__What the task requires__.
Set down a faithful copy of every record below, with no images.

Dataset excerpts
◆ ◆ ◆ ◆
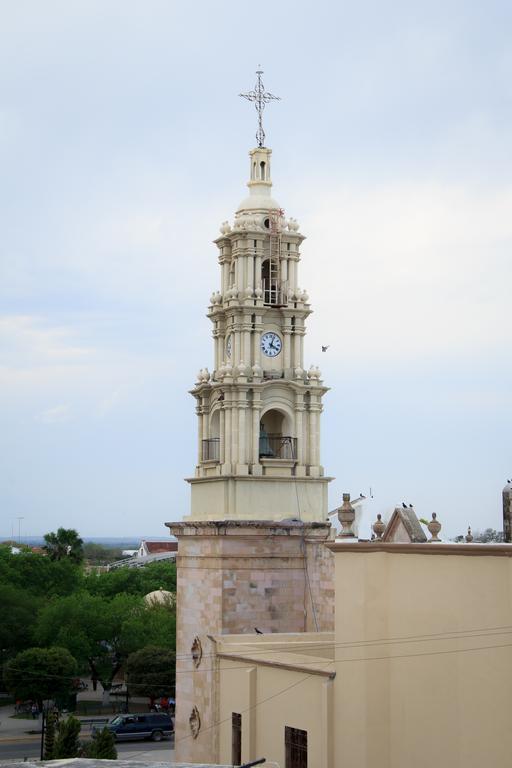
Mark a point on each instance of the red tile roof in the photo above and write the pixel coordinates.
(161, 546)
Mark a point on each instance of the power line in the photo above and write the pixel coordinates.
(491, 632)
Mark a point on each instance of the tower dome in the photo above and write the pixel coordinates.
(260, 183)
◆ ◆ ◆ ◆
__Exercise output__.
Mark a point on each instance of the red tile roof in the photo above and write the pixel coordinates.
(161, 546)
Mark a point on each instance of the power line in the photo above and write the pixel coordinates.
(491, 632)
Mark a point on each instance of the tower dome in the photo above and write the pixel coordinates.
(260, 183)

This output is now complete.